╭─ SELECTED EXTRACT

46My sentences today should deter you from future like offending. Before these charges, you had never been imprisoned. You have spent 250 days in custody and will spend about three months longer. Whether you now fully understand the effect of your offending on the children in the videos and images, you must now understand possessing child abuse material is seriously punished by the law.
47This last consideration causes me to have more confidence in your prospects of rehabilitation, which I consider are marginally positive.
Cumulation or concurrency
48I have already noted ss 19(5) and (6) of the Crimes Act 1914. The former speaks of cumulation of sentences, the latter moderates cumulation to achieve the sentences of appropriate severity.
Recognizance release order
49You seek, and the Director does not oppose, that I release you from custody on a recognizance release order. However, in order to release you forthwith from custody, I must be satisfied there exists exceptional circumstances justifying that step. In your case, the lack of exceptional circumstances is not an impediment because of your pre-sentence detention. However, the period of pre-sentence detention is insufficient.
Comparable cases
50In relation to the child abuse material offences, the Director prepared a summary of comparable cases from New South Wales and the ACT.[4] In some of those cases, the child abuse material was categorised. This did not happen in your case. Instead, the prosecution gave examples of what were depicted in videos and images.
[4] Curle v R [2024] NSWCCA 117; Mertell v R [2022] ACTCA 69; Lazarus v R [2023] NSWCCA 214; Huggett v R [2021] NSWCCA 62.
Sentence
51On Charge 1, I sentence you to eight months' imprisonment.
52On Charge 2, I sentence you to 15 months' imprisonment.
53On Summary Charge 4, I fine you $250.
54On Summary Charge 5, I sentence you to seven days' imprisonment. As with sentences of imprisonment for State offences, this sentence commences today.
55The sentence on Charge 1 starts today. On 27 January 2025, the sentence on Charge 2 starts.

╰─

PROBLEMS AND TASKS –
• 1. Do these statements agree with the sentencing remarks? Answer yes or no for each and quote the words from the text that decide it.
(a) The offender had been imprisoned before these charges.
(b) The Director opposes release on a recognizance release order.
(c) The fine on Summary Charge 4 is $250.
• 2. Write out the stretch of the sentencing remarks from "46My sentences today" through "are marginally positive.", keeping every word and mark the same.

╭─ THE DATA

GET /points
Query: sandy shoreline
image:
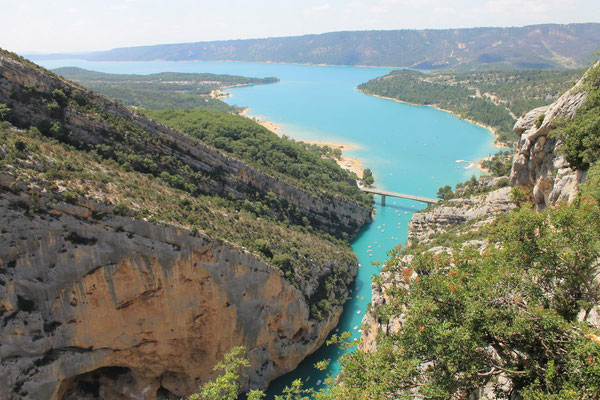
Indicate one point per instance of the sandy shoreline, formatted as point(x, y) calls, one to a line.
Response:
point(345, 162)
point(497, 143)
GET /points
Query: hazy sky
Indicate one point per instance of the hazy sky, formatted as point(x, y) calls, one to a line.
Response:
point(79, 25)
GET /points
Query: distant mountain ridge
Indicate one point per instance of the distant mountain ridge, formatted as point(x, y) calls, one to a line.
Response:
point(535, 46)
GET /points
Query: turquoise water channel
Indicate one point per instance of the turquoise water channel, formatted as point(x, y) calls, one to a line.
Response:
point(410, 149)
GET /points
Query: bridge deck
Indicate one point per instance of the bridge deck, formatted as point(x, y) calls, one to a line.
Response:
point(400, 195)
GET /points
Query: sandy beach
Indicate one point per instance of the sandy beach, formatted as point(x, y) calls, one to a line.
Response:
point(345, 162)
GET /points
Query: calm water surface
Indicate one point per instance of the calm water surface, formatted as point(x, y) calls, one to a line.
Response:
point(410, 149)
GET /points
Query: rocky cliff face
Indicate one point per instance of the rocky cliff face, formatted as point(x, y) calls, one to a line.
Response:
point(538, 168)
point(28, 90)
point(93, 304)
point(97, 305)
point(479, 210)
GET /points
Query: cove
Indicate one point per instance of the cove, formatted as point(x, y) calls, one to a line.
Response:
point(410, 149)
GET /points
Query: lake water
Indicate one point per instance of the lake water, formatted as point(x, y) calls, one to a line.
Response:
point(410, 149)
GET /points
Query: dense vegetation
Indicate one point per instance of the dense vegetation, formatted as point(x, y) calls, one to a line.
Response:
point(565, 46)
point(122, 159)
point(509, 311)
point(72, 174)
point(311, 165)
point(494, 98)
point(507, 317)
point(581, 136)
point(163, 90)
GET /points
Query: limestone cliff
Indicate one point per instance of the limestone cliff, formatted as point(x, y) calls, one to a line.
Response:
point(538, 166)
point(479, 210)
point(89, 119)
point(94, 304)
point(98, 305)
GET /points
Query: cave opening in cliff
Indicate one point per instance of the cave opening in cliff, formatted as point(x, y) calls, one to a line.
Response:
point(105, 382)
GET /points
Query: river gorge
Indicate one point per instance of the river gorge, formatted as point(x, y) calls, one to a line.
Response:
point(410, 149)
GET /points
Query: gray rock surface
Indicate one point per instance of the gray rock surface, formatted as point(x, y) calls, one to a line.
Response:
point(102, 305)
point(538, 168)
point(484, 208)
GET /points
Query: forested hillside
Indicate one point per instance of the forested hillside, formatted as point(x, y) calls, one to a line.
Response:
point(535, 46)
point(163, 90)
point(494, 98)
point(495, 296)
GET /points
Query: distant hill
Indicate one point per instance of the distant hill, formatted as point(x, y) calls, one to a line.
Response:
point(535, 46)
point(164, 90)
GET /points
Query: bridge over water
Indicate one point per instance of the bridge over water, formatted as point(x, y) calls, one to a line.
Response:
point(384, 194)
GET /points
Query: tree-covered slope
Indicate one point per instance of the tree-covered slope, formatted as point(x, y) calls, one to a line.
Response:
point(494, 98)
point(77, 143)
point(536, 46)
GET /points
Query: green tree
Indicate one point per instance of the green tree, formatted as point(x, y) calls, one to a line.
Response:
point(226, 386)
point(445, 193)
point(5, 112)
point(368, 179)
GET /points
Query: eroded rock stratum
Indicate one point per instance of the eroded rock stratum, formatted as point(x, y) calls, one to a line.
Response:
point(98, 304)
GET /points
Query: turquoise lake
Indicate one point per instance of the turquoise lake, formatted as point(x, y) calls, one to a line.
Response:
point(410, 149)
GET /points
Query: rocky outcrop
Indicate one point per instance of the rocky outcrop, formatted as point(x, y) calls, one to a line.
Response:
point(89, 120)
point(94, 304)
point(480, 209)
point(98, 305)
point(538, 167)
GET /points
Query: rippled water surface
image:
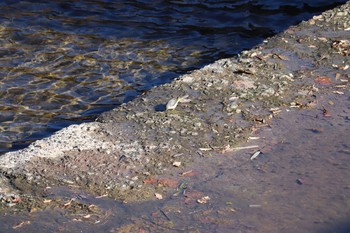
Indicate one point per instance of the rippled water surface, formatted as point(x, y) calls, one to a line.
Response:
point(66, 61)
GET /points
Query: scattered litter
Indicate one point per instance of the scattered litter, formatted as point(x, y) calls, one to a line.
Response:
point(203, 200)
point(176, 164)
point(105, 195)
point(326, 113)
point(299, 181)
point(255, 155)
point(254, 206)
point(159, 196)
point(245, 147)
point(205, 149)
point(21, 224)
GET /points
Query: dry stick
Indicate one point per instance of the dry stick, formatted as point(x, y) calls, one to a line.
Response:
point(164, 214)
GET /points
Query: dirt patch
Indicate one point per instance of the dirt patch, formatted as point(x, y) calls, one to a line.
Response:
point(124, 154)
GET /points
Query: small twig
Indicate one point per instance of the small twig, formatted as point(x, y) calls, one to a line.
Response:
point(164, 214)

╰─
╭─ THE DATA

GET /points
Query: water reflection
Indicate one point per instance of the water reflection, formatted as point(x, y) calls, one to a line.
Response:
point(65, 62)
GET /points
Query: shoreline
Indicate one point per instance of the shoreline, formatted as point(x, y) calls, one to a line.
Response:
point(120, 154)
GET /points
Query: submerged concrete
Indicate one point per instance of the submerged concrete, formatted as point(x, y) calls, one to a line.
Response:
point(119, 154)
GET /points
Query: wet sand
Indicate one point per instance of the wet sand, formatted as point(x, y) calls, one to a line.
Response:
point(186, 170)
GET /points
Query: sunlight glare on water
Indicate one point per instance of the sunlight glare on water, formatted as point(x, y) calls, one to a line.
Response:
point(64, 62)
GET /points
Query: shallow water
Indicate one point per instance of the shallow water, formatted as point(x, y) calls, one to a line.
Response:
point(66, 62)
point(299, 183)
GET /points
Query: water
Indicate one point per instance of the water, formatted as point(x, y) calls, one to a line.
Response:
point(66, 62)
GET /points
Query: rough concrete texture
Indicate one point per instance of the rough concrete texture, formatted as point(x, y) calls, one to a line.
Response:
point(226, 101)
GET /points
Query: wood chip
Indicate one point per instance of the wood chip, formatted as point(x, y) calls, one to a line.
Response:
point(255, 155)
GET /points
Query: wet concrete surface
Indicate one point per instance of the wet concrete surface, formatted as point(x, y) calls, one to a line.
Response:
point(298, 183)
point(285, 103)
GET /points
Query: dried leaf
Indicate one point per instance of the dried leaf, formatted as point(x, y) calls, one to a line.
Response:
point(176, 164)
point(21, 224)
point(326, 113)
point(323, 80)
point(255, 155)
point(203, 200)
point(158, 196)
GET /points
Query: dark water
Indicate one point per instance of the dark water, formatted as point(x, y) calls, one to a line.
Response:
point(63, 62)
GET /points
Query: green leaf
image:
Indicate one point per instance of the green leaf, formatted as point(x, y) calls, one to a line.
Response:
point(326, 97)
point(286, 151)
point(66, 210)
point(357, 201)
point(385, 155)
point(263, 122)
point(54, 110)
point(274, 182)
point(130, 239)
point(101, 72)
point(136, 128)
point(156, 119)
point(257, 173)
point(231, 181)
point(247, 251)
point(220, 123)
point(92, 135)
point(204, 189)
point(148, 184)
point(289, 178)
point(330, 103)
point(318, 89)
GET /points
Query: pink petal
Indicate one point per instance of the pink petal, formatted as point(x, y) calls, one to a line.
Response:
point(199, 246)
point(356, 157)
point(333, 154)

╰─
╭─ THE DATA

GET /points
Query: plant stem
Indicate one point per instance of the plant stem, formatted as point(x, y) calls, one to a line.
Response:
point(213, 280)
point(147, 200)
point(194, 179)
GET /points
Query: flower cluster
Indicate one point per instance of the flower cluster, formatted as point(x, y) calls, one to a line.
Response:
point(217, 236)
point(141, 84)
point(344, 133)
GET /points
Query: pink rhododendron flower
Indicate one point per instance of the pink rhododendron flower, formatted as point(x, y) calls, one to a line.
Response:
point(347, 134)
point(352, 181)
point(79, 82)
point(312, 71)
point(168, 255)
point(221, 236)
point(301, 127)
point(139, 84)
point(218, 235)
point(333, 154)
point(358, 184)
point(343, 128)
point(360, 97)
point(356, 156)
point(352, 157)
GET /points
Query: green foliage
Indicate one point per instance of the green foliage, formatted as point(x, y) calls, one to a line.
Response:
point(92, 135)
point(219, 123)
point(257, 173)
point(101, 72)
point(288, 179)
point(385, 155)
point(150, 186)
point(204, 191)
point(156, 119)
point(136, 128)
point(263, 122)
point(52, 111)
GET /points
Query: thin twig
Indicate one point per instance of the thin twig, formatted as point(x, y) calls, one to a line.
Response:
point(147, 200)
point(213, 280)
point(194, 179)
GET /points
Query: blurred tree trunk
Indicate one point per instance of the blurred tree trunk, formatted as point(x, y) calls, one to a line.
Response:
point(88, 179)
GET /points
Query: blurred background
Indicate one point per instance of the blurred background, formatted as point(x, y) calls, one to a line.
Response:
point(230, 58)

╰─

SOLUTION LIST –
• 1.
(a) No: "Before these charges, you had never been imprisoned."
(b) No: "You seek, and the Director does not oppose, that I release you from custody on a recognizance release order."
(c) Yes: "On Summary Charge 4, I fine you $250."

• 2.
46My sentences today should deter you from future like offending. Before these charges, you had never been imprisoned. You have spent 250 days in custody and will spend about three months longer. Whether you now fully understand the effect of your offending on the children in the videos and images, you must now understand possessing child abuse material is seriously punished by the law.
47This last consideration causes me to have more confidence in your prospects of rehabilitation, which I consider are marginally positive.